Document excerpt:
* * *

Citizens’ Climate Lobby report from the Pathway to Paris working session at the World Bank Civil Society Forum
Our Pathway to Paris World Bank Working Session, held at the Civil Society Policy Forum on Wednesday, April 15, focused on the role of direct citizen participation in the global climate negotiations. For many reasons, direct citizen participation has been limited:
- One is there are already tens of thousands of people participating, representing interests, issues, places, solutions, grievances, and legal constructs.
- Another is that intergovernmental negotiations generally treat the interests of citizens and stakeholders as the province of their government officials. The sovereignty and political process of nations stand in for direct engagement.
- A third is that citizen participation is often equated to referenda, which are not always the best expression of the will of the people or the safest route to the policy that most benefits those voting.
- But a fourth, and perhaps most significant, is that we just don’t have a strong tradition of such engagement in multilateral negotiations.
Our working session produced powerful practical insights into the value of inclusive policy-making, stakeholder engagement, and outcomes that account for and embrace the complications of difference and variability.
Susanna Cafaro
Prof. Susanna Cafaro set the tone, discussing her vision of “supranational democracy”, whereby individual citizens and stakeholders participate as global citizens beyond the boundaries of their own national political systems. For Prof. Cafaro, this is a process of building, and each individual human being has a role to play in making our civics not only more active and engaged, but more global.
She called citizens, as individuals, “fundamental actors at the global level”, and observed that our institutions are not attuned to this reality. She characterized the Pathway to Paris project as a laboratory, and added that when you have individuals from more perspectives participating, you finally have a democratic space, between and among nations. A major concern driving the call for supranational democratic engagement is that national governments often fail to represent the real interests of their people.

* * *

Data lines:

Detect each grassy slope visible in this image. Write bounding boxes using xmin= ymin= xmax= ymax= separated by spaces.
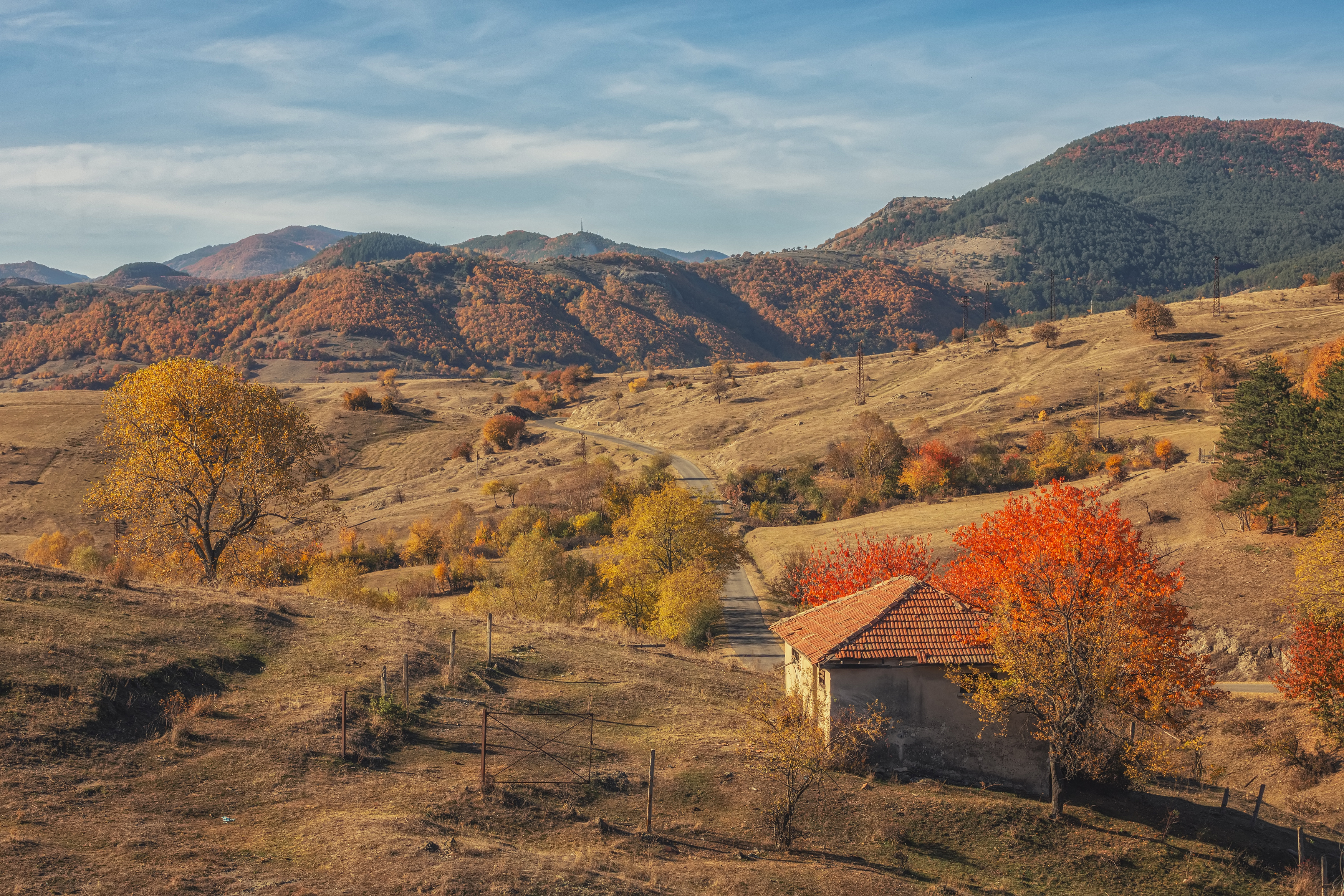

* * *

Requests:
a: In the climate lobby report, on what day was the Pathway to Paris working session held?
b: Please swap "inclusive" for "participatory" in the climate lobby report, giving the passage from "Our working session" up to and including "difference and variability.".
c: According to the climate lobby report, what major concern drives the call for supranational democratic engagement?

The responses:
a: Wednesday, April 15.

b:
Our working session produced powerful practical insights into the value of participatory policy-making, stakeholder engagement, and outcomes that account for and embrace the complications of difference and variability.

c: The concern is that national governments often fail to represent the real interests of their people.